* _Your goal_: The data below is to be output in full, unchanged.

* _Given data_:

+--

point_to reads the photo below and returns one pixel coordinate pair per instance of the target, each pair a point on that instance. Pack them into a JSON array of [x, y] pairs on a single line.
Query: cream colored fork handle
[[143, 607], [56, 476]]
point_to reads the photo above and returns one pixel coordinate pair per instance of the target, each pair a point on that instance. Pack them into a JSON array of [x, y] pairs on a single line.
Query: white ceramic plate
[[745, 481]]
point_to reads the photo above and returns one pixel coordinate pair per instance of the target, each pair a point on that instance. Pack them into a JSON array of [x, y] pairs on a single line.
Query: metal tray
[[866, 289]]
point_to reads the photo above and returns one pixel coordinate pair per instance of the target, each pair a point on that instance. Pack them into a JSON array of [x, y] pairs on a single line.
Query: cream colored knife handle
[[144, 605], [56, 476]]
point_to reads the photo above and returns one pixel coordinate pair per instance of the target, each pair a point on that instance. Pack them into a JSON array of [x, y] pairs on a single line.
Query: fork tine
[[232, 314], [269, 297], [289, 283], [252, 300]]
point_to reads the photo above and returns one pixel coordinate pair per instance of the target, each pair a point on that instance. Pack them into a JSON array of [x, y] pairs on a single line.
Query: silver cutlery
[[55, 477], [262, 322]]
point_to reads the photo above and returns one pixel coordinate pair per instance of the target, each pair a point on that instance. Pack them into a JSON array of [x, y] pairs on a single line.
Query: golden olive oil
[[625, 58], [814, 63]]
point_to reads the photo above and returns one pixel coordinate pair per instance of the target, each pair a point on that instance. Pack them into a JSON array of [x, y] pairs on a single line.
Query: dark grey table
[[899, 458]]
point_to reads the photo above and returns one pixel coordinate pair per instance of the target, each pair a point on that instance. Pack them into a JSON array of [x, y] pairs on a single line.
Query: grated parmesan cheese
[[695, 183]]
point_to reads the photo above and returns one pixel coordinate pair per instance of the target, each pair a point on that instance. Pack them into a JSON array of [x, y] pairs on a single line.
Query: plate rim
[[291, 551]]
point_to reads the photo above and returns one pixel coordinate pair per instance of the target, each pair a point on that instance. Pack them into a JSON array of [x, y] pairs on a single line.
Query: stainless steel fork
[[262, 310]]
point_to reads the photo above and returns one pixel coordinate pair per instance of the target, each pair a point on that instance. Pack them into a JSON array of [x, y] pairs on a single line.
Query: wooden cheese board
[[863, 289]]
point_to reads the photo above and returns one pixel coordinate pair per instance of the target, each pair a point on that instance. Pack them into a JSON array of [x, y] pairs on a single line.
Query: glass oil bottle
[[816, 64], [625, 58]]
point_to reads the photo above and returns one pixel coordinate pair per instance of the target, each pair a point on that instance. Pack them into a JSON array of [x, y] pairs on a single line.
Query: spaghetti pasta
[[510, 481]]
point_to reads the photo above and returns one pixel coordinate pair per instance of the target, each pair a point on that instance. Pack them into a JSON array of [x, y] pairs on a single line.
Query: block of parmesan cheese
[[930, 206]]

+--

* _Written response_:
point_to reads the photo below and returns one pixel coordinate pair per instance of the target, each pair a point on that instance. Pack them into a JSON array of [x, y] pairs on a single line.
Query: cream colored fork handle
[[143, 607], [56, 476]]
point_to reads the photo above and returns one pixel coordinate pair per instance of the target, each pair a point on that instance. Pack them into a JSON array of [x, y] pairs on a single line.
Query: white ceramic plate
[[745, 481]]
point_to reads the photo above and returns one pixel coordinate pair per instance of the target, each pair a point on that instance. Pack them into a JSON array of [x, y] pairs on a single line.
Query: metal tray
[[866, 289]]
point_to reads the photo above and returns one pixel coordinate pair per instance of the target, each pair a point on that instance. Pack them into a JSON array of [x, y] pairs on a single line.
Query: cream colored knife handle
[[144, 605], [56, 476]]
point_to reads the photo above and returns one pixel coordinate pair per instance of the target, each pair a point on that instance. Pack them into a JSON array of [x, y] pairs on a single line.
Query: fork tine
[[232, 314], [269, 297], [289, 283], [252, 300]]
point_to reads the photo above and returns one pixel coordinate pair per instance of the target, each pair a point on that instance. Pack them into a JSON array of [x, y] pairs on a single line.
Query: silver cutlery
[[55, 477], [262, 322]]
point_to reads the photo above and returns one pixel coordinate pair per instance of the target, each pair a point on that instance. Pack them into a JSON array of [x, y] pairs on a single line.
Query: golden olive oil
[[625, 58], [814, 63]]
point_to reads the photo above and returns one pixel coordinate pair per instance of the target, each pair a point on that instance. Pack them into a JSON array of [x, y] pairs on a single line.
Query: dark grey table
[[899, 458]]
point_to reads the photo above and returns one pixel coordinate pair per instance of the target, each pair a point on that instance. Pack them into a JSON array of [x, y] pairs on a single line.
Query: grated parmesan cheese
[[695, 183]]
point_to reads the photo above and returns one pixel coordinate pair per instance of the target, each pair a point on that instance. Pack them into a JSON array of [x, y] pairs on a single line.
Query: plate rim
[[291, 551]]
point_to reads the photo above and returns one pixel coordinate pair per instance of the target, each pair a point on that instance. Pack them into a JSON array of [x, y] pairs on a single line.
Query: stainless steel fork
[[262, 310]]
point_to reads the photo above and returns one pixel coordinate pair per instance of the target, each pair a point on that instance. Pack them into a JSON array of [x, y] pairs on a single line.
Query: wooden cheese board
[[863, 289]]
point_to reads the photo above and returns one pixel coordinate pair per instance of the target, each pair a point on that instance. Pack them into a JSON array of [x, y] pairs on a single line.
Query: glass oil bottle
[[816, 64], [625, 58]]
point_to reads the photo above and returns one pixel coordinate pair per instance of the target, each pair a point on that instance. Pack them into a JSON array of [x, y] pairs on a single line.
Query: spaghetti pasta
[[510, 481]]
point_to reads the photo above and returns one pixel coordinate pair per instance of the target, each pair a point on that instance. Pack them into a JSON array of [x, y] pairs on a single line.
Query: block of parmesan cheese
[[930, 206]]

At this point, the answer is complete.